DOCUMENT »
● ● ● ●
One might even be tempted to forgive the chamber for its aggressive support of massive government spending, subsidies, and redistribution of wealth if it simply admitted that it does little more than advocate for handouts for its members. The fact that it continues to maintain that it is some sort of defender of free enterprise, however, only contributes to the myth that big business and government are necessarily adversaries, or the even bigger myth that big business is "America's persecuted minority."
If the US Chamber of Commerce were some kind of rogue player in the chamber-of-commerce game, that would be one thing, but unfortunately, chambers of commerce across America, and other lobbying arms of the so-called business community are in the business of lobbying ceaselessly for more government spending, for more subsidies, and for more state power in the name of "business-friendly" policies that often amount to little more than subsidy programs.
At the local level as well, chambers have become major advocates of tax increases and more government spending.
In 2005 in Colorado, for example, the Denver Chamber of Commerce was the largest single supporter of Referendum C, a state referendum that would increase government spending by more than $3.5 billion. The referendum would eliminate refunds that would have gone to the taxpayers in favor of more state spending on nonspecific projects. The effect was a net increase of the tax burden on the state's citizens and more spending. The referendum had to be approved by a statewide vote, and the proponents spent $8 million to convince the taxpayers to approve the spending scheme, with the Chamber of Commerce footing more than $700,000 of the total bill.
In 2010, numerous chambers of commerce in Kansas came out against what they described as "drastic" and "devastating" spending cuts in the state. Bernie Koch, executive of the state's association of local chambers, opined in the Kansas City Star that supporting "new revenue" is the correct solution, and he quoted a statement from a group of chambers of commerce stating that "if revenues must be enhanced for basic government services our chambers can support rational state revenue enhancements."
In other words, the chambers wanted tax increases.
There's nothing shocking here, of course. From time immemorial, business interests have attempted to use the power of government to enhance their own profitability and to limit the freedom of competitors. In modern times we call this rent seeking, and the chambers of commerce excel at it.
Chambers and other lobbying arms of the business community are in the game of socializing their costs and privatizing their profits. Naturally, these groups will seek to lower taxes on their profits, for example, but they will often enthusiastically support statewide income taxes or sales taxes that will cost the larger population plenty, but will disproportionately benefit business groups.
Take, for example, taxpayer-funded convention centers. The business lobbyists claim that these meeting centers benefit everyone, using the tried and untrue argument that what's good for General Motors is good for America.
It would be far more accurate to describe new tax-funded convention centers as subsidies for the business community. They provide meeting and exhibition space for business groups while adding prestige for business lobbyists and local politicians who can then attend junkets and brag about their new buildings constructed at the public's expense.
The same is true of course about other prestige projects like sports stadiums, Olympic villages, and public-transportation projects like light rail. They are all constructed at massive public expense yet often provide little to nothing in the way of advancing the standard of living of local residents. Studies proving that sports stadiums add nothing to regional wealth, for example, have become so numerous as to be almost cliché.
● ● ● ●
ROWS »

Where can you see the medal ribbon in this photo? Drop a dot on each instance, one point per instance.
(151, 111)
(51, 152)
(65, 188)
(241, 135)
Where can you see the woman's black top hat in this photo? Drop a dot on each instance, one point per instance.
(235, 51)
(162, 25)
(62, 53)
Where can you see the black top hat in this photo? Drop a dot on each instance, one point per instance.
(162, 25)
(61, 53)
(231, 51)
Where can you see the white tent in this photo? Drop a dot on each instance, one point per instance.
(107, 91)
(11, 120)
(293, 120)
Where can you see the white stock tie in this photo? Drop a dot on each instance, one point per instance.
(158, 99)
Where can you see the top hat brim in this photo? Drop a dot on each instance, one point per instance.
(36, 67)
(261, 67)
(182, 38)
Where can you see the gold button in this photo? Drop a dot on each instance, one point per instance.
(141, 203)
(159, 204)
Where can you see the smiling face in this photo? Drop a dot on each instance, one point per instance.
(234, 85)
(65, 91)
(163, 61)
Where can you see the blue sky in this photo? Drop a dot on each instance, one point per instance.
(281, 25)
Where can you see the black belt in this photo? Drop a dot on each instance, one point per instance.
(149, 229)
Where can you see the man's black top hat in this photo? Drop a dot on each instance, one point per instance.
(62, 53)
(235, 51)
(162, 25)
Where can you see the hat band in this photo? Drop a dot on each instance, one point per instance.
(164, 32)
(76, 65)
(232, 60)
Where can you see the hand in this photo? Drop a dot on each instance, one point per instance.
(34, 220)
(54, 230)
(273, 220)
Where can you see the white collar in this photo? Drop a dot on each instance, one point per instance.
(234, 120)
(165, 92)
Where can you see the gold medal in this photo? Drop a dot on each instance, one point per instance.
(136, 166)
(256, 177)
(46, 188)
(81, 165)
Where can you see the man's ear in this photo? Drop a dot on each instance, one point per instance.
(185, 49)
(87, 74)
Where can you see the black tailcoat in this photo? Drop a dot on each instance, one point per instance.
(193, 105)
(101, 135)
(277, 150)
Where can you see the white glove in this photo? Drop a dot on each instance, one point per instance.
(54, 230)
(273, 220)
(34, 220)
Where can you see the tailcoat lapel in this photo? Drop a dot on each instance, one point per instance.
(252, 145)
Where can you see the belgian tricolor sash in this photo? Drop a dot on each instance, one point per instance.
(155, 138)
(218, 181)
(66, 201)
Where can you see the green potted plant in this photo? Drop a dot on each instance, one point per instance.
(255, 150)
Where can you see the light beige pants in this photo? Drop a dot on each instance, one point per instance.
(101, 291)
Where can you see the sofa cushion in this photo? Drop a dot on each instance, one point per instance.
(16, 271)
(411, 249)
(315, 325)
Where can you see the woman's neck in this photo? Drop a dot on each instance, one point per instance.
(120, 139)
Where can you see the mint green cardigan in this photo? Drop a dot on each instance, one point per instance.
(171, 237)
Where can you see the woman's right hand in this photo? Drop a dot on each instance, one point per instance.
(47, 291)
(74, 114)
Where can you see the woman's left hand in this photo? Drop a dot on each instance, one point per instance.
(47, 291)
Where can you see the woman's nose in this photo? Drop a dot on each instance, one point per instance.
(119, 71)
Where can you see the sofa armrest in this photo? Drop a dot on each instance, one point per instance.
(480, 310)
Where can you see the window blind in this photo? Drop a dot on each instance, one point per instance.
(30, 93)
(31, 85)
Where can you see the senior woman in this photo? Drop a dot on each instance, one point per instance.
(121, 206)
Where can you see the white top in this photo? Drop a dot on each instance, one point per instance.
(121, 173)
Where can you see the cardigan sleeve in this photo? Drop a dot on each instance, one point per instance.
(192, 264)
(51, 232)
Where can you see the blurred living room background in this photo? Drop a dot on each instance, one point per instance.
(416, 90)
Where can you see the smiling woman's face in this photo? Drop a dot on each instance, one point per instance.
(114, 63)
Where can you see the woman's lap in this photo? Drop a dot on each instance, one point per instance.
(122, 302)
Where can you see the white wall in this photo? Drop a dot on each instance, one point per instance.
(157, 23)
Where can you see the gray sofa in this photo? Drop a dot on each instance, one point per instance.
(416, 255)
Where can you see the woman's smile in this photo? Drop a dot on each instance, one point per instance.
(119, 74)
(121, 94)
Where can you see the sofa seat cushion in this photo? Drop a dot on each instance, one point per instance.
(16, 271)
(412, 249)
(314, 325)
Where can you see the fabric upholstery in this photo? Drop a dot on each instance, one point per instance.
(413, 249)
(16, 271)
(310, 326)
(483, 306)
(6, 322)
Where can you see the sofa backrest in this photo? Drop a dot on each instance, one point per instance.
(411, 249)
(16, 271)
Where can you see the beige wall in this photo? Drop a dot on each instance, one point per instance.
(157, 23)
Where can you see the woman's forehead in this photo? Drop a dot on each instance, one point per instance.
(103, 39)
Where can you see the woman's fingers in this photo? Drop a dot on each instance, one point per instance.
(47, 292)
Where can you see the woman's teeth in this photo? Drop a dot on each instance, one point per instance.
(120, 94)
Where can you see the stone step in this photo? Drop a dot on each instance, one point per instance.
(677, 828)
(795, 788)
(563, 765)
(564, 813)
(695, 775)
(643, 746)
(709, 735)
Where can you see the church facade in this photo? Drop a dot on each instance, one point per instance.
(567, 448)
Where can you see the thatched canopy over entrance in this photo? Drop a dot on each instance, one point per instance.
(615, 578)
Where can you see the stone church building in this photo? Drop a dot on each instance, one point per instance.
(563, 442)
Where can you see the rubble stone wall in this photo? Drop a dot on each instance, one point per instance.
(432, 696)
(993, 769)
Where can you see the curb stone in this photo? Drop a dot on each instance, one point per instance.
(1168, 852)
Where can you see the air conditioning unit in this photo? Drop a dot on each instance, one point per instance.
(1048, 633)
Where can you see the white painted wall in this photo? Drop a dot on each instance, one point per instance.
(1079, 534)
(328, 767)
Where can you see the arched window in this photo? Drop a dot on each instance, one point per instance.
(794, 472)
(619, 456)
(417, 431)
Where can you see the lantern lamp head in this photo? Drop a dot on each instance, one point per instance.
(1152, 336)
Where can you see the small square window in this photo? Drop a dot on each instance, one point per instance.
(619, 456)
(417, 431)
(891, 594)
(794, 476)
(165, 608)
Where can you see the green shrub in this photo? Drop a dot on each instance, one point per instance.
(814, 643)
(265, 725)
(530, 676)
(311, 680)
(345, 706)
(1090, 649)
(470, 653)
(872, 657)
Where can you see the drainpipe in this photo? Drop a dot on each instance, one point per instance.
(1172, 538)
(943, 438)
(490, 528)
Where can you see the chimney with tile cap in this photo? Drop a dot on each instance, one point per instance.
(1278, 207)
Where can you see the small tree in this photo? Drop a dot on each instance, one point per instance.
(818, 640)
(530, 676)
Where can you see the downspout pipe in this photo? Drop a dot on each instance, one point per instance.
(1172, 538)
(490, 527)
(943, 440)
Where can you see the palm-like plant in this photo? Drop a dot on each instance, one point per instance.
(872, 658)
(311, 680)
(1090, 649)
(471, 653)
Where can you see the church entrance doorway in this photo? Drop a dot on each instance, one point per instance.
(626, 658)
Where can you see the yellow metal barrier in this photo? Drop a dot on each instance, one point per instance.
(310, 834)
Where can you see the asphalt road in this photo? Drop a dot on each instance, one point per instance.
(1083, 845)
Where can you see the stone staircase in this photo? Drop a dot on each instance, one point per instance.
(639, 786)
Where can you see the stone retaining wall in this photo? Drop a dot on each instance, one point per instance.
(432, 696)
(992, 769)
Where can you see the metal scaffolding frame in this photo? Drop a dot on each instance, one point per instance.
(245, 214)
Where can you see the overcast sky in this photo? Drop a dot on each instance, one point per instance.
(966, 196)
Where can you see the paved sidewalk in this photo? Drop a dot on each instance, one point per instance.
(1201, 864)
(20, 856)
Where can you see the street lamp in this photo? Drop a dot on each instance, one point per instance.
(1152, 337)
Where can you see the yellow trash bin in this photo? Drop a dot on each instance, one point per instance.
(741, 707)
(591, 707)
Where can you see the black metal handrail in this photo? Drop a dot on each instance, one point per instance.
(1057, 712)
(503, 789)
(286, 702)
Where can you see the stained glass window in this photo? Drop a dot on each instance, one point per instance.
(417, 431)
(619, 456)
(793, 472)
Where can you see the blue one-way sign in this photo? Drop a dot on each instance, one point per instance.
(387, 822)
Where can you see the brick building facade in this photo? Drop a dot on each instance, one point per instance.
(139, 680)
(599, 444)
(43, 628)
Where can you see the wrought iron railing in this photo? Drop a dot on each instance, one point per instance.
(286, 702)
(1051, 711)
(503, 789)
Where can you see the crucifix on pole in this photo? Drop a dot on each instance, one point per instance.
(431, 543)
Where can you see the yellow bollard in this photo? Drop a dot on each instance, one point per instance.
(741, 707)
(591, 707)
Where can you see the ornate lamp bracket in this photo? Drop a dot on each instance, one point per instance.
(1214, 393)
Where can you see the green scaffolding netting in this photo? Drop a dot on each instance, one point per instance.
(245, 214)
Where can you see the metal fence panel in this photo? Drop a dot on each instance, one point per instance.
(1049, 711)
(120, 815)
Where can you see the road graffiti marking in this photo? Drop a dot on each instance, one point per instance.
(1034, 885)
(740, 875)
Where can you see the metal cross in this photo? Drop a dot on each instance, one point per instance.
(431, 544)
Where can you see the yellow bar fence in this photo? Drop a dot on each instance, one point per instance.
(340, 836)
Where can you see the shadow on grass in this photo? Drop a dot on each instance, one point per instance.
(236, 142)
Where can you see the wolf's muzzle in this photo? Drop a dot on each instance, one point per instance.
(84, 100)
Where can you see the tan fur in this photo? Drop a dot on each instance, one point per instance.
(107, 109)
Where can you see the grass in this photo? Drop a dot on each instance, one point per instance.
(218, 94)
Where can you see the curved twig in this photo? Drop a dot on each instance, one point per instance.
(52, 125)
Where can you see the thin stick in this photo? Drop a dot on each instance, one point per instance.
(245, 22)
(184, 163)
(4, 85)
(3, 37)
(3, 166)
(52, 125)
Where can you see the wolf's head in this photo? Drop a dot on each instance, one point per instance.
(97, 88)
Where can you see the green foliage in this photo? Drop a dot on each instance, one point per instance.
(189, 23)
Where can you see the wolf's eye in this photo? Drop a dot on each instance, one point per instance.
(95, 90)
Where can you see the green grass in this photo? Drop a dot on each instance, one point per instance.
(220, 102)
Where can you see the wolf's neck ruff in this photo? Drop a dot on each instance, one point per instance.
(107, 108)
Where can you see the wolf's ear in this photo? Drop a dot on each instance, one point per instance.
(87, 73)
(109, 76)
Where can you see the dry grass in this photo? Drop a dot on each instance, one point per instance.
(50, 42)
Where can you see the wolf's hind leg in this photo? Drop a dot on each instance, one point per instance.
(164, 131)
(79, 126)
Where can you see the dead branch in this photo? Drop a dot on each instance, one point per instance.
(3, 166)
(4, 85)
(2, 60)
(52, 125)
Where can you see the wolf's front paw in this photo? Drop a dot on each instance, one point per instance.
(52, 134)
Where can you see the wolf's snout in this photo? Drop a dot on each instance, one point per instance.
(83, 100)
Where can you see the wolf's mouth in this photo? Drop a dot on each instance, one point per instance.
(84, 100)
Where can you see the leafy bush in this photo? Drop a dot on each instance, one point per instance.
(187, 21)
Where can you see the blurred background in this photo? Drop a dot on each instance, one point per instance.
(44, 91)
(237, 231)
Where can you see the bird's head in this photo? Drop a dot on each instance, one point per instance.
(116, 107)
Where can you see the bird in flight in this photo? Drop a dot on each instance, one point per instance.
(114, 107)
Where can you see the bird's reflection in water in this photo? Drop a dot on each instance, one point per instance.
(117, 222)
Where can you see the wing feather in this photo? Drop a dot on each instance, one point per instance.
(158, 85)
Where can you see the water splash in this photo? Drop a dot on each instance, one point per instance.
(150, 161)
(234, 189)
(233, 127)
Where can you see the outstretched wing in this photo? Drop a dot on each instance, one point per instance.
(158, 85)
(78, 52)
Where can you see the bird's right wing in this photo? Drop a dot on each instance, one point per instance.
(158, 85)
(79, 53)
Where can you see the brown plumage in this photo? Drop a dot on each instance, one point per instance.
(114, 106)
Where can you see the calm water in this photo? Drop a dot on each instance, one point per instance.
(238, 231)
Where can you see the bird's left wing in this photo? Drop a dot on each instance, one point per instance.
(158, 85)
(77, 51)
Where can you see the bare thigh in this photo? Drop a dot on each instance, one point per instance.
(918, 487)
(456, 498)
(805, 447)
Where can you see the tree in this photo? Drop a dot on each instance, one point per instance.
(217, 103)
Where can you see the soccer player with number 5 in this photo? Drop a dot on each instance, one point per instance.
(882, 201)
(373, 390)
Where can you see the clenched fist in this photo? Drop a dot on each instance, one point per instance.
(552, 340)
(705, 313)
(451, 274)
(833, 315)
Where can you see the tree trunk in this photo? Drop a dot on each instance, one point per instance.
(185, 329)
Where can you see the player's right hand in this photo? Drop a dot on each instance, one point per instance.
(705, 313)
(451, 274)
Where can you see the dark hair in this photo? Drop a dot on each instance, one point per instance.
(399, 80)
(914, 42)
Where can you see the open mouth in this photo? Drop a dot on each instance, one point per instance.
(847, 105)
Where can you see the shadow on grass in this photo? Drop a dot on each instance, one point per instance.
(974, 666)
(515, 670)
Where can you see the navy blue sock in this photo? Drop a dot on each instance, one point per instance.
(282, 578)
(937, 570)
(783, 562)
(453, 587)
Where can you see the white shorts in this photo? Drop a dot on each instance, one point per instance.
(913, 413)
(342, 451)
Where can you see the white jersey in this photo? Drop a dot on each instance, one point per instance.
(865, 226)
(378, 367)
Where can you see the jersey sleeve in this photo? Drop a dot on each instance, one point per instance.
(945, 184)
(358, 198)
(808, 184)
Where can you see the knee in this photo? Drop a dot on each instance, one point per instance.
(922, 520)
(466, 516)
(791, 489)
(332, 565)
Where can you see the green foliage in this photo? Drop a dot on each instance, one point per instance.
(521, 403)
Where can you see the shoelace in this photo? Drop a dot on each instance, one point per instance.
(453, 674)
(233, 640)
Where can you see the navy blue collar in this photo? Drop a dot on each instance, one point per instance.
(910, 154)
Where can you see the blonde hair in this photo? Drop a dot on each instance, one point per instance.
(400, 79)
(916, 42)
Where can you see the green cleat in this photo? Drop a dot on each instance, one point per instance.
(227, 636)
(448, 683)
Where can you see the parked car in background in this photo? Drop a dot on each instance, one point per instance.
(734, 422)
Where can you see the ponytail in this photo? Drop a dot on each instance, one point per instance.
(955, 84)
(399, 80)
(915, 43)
● ● ● ●
SHORT TASK 1 » Which dollar amounts appear in the piece on chambers of commerce? List every one.
SHORT TASK 2 » Which lines in the listing contain the string "face"? Find them all and copy each one out. Case counts.

WRITTEN ANSWER 1 »
- $3.5 billion
- $8 million
- $700,000

WRITTEN ANSWER 2 »
Where can you see the smiling face in this photo? Drop a dot on each instance, one point per instance.
Where can you see the smiling woman's face in this photo? Drop a dot on each instance, one point per instance.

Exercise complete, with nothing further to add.